Copy out each line of the material below that contains the word "white". Case counts.

## Data entries:
################

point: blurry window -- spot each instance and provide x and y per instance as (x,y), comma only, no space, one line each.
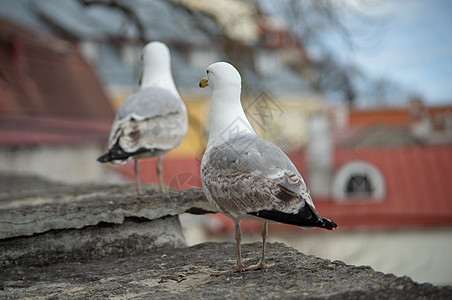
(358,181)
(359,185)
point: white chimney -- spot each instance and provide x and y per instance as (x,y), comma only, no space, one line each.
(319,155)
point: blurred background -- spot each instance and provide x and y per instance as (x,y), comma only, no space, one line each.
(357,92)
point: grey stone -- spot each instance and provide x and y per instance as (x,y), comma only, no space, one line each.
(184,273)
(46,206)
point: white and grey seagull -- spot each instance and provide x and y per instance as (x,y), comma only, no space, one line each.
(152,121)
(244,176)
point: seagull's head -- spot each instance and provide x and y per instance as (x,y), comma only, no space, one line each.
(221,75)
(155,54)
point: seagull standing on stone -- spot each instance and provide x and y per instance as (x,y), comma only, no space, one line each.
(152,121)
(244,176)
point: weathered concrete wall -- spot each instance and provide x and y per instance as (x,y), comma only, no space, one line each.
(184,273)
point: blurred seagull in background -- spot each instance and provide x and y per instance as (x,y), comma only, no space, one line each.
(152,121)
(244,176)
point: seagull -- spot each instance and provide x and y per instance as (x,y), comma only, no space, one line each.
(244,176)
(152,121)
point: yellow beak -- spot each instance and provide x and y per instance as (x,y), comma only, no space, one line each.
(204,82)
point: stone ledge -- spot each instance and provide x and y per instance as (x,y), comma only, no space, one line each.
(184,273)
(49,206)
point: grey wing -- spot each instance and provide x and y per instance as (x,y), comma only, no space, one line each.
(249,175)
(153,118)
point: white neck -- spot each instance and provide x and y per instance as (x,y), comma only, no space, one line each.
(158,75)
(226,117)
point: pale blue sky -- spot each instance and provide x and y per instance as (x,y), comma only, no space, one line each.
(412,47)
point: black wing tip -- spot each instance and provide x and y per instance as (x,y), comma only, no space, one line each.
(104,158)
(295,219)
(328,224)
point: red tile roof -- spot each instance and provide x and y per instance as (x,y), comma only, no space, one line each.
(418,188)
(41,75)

################

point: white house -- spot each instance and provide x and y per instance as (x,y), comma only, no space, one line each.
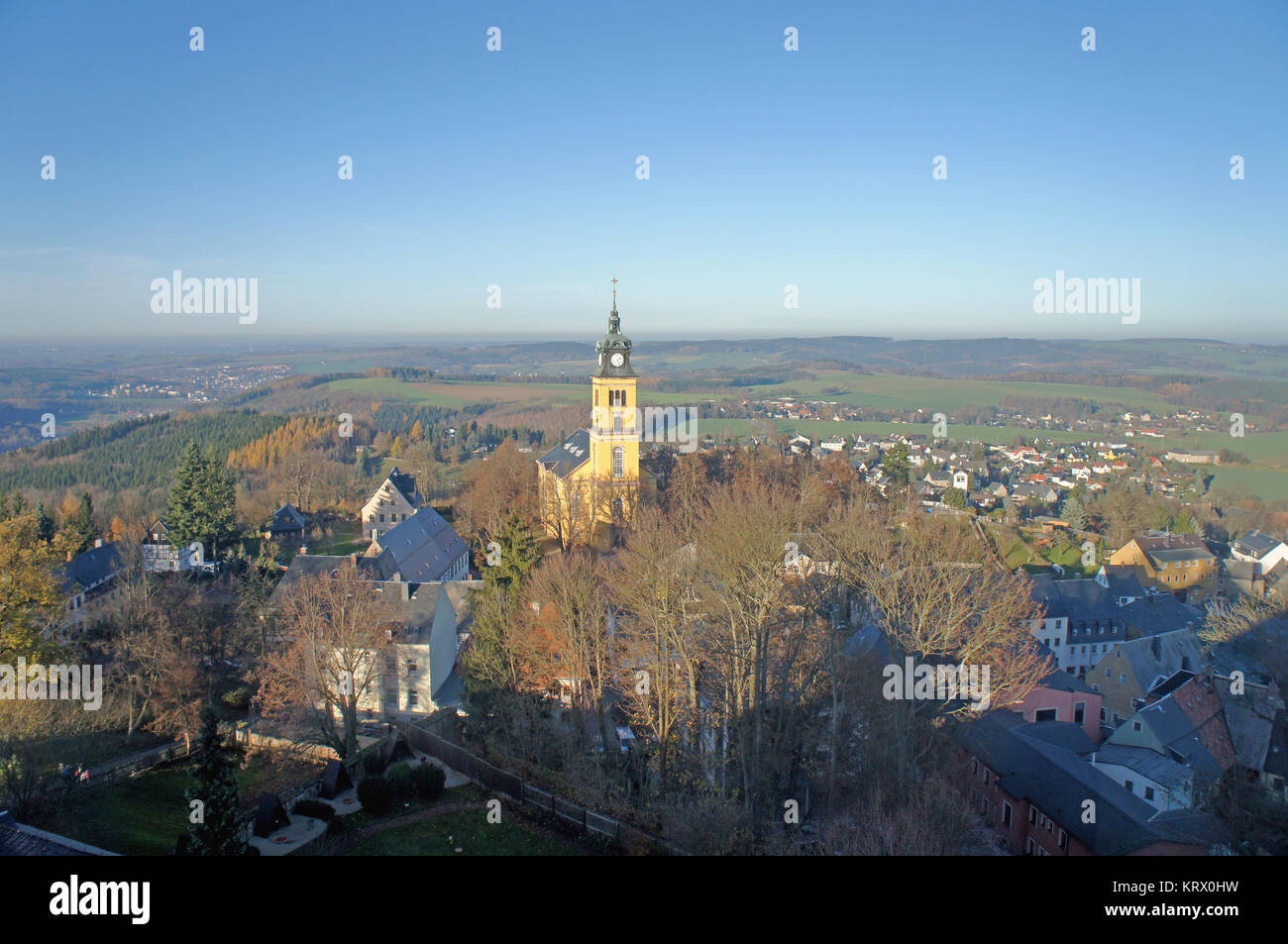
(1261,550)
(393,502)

################

## Solution to this problem:
point: white chimney -- spot each instance and provide x and y per instance as (x,y), comma only, no space, one line each.
point: white and grey seagull -- spot each instance and provide x and y per instance as (x,y), comma only, no space, one line each.
point: white neck -- spot each instance and provide x and y per instance as (x,y), comma only, no space, one line each.
point: white house -- spot each instance and provide x and y per instance as (x,y), comma only, no space, one line each.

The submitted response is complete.